Your tasks =>
a) In the Jakob Dall interview, copy the passage from "Photo by Adam" up to and including "life since then.".
b) Summarize the Jakob Dall interview in two sentences.

Jakob Dall

Photographer Jakob Dall shows the consequences of climate change in the world's most vulnerable countries. His new photo book +2°C documents three decades of climate change.



Article | 06:58 min read

Portrait of

Jakob Dall



Photo by Adam Morris Philp

“My hope is that awareness will make us work faster and that we will adopt more and more sustainable solutions. It’s important that the Western countries help the countries that are most impacted by climate change.”

Jakob Dall

Should we start out with you introducing yourself?

My name is Jakob Dall and I’m a photographer. I’ve always wanted to become the photographer that I am today. I was born in 1971 in Denmark and I grew up deep within a forest called Rold Skov. The nature that I experienced in the forest was very peaceful and quiet. I think my childhood has given me reflections on nature and on life since then.

Why have you chosen to do a photographic book on climate change?

I was in Malawi in 2006 making a children’s educational book. At that time there were all these reports in the media about climate change and that the global temperature would rise and there would be all kinds of disasters. They all talked about it as if it was something that would happen in the future. But what I experienced in Malawi was that climate change was already here. The people I spoke to told me about how they were affected by a famine in 2005 and that they never got any rain and didn’t get anything out of their crops. Rivers were dried out and they had to dig deeper and deeper to fetch water. They were really affected by the drought. I asked people about climate change, but they didn’t know what it was, only that their climate had changed.

Ethiopia, 2008. In southern Ethiopia, for over two years, no rain has fallen at all. And the future looks bleak for people in the Oromiya region. Soil that used to be fertile is now a desert landscape.

Data extract =>
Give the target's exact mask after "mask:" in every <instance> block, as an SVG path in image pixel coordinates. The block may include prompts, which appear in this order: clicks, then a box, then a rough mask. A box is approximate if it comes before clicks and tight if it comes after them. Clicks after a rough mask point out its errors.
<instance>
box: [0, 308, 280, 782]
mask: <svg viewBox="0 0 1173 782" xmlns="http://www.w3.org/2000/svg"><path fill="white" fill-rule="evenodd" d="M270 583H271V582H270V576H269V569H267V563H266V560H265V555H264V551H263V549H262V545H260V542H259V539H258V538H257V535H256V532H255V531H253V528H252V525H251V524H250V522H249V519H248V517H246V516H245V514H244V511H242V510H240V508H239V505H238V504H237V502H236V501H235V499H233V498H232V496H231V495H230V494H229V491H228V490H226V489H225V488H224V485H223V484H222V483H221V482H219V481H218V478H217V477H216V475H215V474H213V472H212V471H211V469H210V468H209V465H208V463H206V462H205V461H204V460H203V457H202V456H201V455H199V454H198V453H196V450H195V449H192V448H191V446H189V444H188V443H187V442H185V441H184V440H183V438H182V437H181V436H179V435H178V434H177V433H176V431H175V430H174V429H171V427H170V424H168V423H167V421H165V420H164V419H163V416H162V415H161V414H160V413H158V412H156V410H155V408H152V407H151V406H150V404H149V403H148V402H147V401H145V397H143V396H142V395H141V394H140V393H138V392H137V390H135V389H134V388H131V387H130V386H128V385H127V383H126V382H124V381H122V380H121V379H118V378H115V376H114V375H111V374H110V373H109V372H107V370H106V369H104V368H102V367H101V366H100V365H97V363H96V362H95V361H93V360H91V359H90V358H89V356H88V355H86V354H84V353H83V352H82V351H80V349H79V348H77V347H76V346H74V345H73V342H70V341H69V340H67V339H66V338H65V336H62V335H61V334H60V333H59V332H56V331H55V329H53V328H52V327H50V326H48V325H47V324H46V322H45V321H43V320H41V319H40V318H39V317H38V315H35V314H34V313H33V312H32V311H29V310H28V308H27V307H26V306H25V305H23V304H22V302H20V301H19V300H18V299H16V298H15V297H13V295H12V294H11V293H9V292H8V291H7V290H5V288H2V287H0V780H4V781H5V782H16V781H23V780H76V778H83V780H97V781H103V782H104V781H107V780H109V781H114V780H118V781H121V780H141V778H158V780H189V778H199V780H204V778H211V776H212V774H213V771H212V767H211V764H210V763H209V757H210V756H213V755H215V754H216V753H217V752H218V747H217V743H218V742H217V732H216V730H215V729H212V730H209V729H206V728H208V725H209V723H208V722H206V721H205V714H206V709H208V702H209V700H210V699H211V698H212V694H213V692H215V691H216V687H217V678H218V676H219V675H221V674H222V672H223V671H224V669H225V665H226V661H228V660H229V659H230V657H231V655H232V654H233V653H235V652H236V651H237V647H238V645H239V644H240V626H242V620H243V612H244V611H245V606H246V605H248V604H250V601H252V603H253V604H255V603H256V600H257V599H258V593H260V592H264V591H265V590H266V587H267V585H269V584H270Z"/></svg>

List of answers =>
a)
Photo by Adam Morris Philp

“My hope is that awareness will make us work faster and that we will adopt more and more sustainable solutions. It’s important that the Western countries help the countries that are most impacted by climate change.”

Jakob Dall

Should we start out with you introducing yourself?

My name is Jakob Dall and I’m a photographer. I’ve always wanted to become the photographer that I am today. I was born in 1971 in Denmark and I grew up deep within a forest called Rold Skov. The nature that I experienced in the forest was very peaceful and quiet. I think my childhood has given me reflections on nature and on life since then.

b) Photographer Jakob Dall was born in Denmark in 1971, grew up in the Rold Skov forest, and shows the consequences of climate change in the world's most vulnerable countries; his new photo book +2°C documents three decades of it. He chose the subject after a 2006 trip to Malawi, where the media spoke of climate change as a future threat, but people were already suffering from drought and a 2005 famine, even though they did not know the term climate change.